* [Work instructions] Beginning with the line containing "Can you see the dirt", give every line again exactly as it is, ending with the last line of the entries.

::: Task material :::

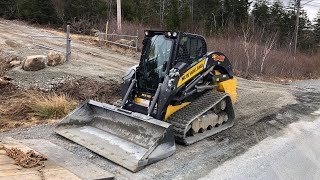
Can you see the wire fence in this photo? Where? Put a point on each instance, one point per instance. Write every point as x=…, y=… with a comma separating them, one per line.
x=128, y=41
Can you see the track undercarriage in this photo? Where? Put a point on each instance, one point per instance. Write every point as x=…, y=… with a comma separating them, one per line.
x=207, y=115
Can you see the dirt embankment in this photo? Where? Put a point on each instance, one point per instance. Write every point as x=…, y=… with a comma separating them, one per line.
x=19, y=107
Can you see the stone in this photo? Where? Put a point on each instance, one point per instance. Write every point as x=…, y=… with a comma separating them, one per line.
x=34, y=63
x=15, y=63
x=13, y=43
x=55, y=59
x=13, y=57
x=3, y=81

:::

* [Solution to the exercise]
Can you see the dirt embankment in this photo? Where? Put a point on each instance, one point per instance. Write every point as x=…, y=… with a comma separating them, one per line.
x=19, y=107
Can you see the stone in this photo? Where? Put a point on each instance, one point per instance. Write every point as x=…, y=… with a comma separating them, one per line.
x=34, y=63
x=15, y=63
x=13, y=43
x=55, y=59
x=13, y=57
x=3, y=81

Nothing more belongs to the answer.